* [WORK TO COMPLETE]
Among the records below, which lines contain the string "reddish"? Report them.

[Data items]

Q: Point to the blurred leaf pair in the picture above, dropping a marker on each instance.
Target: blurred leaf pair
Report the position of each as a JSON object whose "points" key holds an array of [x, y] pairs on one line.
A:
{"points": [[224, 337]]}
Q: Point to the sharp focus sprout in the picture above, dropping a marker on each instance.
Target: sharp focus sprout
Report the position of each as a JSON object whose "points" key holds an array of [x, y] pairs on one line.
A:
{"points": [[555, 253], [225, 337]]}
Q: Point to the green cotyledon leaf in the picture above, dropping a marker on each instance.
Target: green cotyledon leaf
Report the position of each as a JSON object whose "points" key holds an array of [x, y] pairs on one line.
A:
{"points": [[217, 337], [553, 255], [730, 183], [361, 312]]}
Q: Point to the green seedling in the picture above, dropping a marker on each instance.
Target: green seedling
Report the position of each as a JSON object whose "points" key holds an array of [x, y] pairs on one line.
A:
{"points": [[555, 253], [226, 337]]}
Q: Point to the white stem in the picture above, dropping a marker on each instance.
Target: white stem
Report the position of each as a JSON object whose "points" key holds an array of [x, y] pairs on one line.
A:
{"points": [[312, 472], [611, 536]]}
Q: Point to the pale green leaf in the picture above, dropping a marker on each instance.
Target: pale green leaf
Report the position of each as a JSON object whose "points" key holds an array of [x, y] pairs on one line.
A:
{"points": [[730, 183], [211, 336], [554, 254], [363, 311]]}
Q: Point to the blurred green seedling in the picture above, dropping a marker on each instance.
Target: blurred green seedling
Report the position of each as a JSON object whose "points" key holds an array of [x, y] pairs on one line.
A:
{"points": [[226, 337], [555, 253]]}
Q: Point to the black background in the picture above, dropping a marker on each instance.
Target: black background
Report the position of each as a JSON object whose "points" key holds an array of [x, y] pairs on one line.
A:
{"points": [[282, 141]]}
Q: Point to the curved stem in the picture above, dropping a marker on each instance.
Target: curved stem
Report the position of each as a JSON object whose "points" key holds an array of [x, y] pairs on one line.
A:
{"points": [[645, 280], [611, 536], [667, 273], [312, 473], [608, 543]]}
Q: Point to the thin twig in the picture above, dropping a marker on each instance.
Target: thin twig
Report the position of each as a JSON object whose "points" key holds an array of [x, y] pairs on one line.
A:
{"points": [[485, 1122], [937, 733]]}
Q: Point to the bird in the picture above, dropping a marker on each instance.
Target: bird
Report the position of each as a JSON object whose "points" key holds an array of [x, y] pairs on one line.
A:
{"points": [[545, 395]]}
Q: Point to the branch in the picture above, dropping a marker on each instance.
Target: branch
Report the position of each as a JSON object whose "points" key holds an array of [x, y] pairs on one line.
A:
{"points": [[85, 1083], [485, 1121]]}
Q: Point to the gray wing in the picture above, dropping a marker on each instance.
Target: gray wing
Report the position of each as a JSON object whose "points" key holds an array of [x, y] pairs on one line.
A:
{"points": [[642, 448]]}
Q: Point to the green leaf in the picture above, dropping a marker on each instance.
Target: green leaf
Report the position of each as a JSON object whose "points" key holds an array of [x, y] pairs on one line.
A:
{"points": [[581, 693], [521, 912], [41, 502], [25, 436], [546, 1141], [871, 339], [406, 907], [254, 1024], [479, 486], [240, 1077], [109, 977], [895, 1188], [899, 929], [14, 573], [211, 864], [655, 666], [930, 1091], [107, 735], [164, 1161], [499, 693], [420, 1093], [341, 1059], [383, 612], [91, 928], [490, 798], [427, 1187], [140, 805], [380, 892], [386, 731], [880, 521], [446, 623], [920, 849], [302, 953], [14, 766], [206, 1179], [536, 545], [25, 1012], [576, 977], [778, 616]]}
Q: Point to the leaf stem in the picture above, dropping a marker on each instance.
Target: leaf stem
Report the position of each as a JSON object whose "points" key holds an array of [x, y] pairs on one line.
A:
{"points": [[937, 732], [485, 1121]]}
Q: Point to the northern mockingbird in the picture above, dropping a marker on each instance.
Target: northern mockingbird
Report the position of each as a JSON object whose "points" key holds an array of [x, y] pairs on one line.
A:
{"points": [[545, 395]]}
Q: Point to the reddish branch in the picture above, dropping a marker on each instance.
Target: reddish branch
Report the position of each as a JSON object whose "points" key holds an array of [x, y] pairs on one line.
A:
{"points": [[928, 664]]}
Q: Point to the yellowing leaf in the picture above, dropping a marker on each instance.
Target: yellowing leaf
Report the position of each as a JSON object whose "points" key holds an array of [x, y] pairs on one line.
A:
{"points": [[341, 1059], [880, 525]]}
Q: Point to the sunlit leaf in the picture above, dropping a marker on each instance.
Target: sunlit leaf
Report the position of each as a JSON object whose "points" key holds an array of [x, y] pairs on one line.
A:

* [ANSWER SPACE]
Q: Point to the reddish branch in the picture above, dropping a marker on each instance.
Target: reddish branch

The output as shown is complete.